Tuliskan semua nama orang yang disebutkan dalam teks tentang pemujaan Saiva di India.

─── KUTIPAN BACAAN ───

Penemuan barang-barang tersebut menunjang pendapat yang dinyatakan oleh Mr. R.D. Banerji tentang sebuah bejana atau tanki air yang diperlengkapi dengan saluran sempit yang tertutup, yang diketemukan di Harappa dan juga di Mahenjodaro, yang dipergunakan sebagai Carasamatakusda, yaitu suatu tempat menyimpan air suci yang dipergunakan untuk mencuci (memandikan) patung-patung yang disakralkan; karena sampai sekarang pun tanki semacam itu merupakan suatu gambaran umum dari kuil-kuil Saiva.
Apabila kita menoleh sebentar pada sejarah awal dari India, kita akan mendapatkan bahwa banyak raja dan anggota kerajaan yang memuja Saiva dan mendirikan kuil-kuil untuk menghormati Saiva yang bahkan hingga sekarang masih tetap berdiri tegak. Kuil Pasupati di Nepal telah ada ketika raja Asoka mengunjungi lembah tersebut pada tahun 50 SM dan putrinya bernama Carumati, yang menemaninya tetapi tetap tinggal di sana ketika ayahnya kembali, mendirikan sebuah biara wanita di bagian Utara dari Pasupatinatha tersebut. Asoka sendiri adalah seorang pemuja Saiva pada awal kehidupannya dan Jalauka, salah seorang putra Asoka yang merupakan seorang raja Kasmir yang kuat dan aktif, bermusuhan dengan Buddhisme dan merupakan pemuja Saiva. Ia beserta permaisurinya Isanadevi, banyak mendirikan kuil-kuil Saiva, yang salah satunya dinamakan Asokesvara.

─── ISI MATERI ───

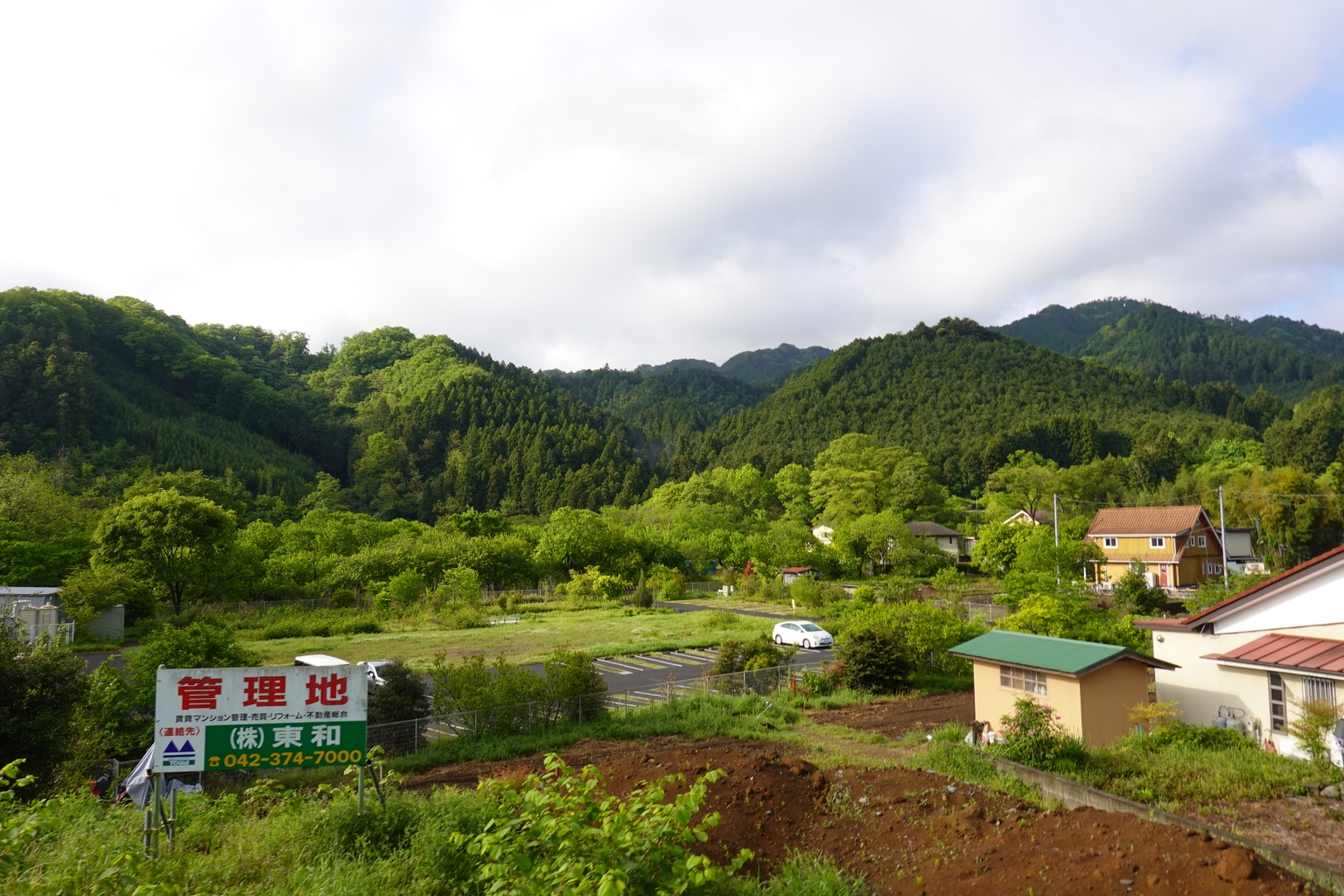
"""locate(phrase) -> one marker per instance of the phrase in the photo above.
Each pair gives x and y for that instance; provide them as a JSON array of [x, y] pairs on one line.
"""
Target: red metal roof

───

| HASIL TUGAS |
R.D. Banerji, Asoka, Carumati, Jalauka, Isanadevi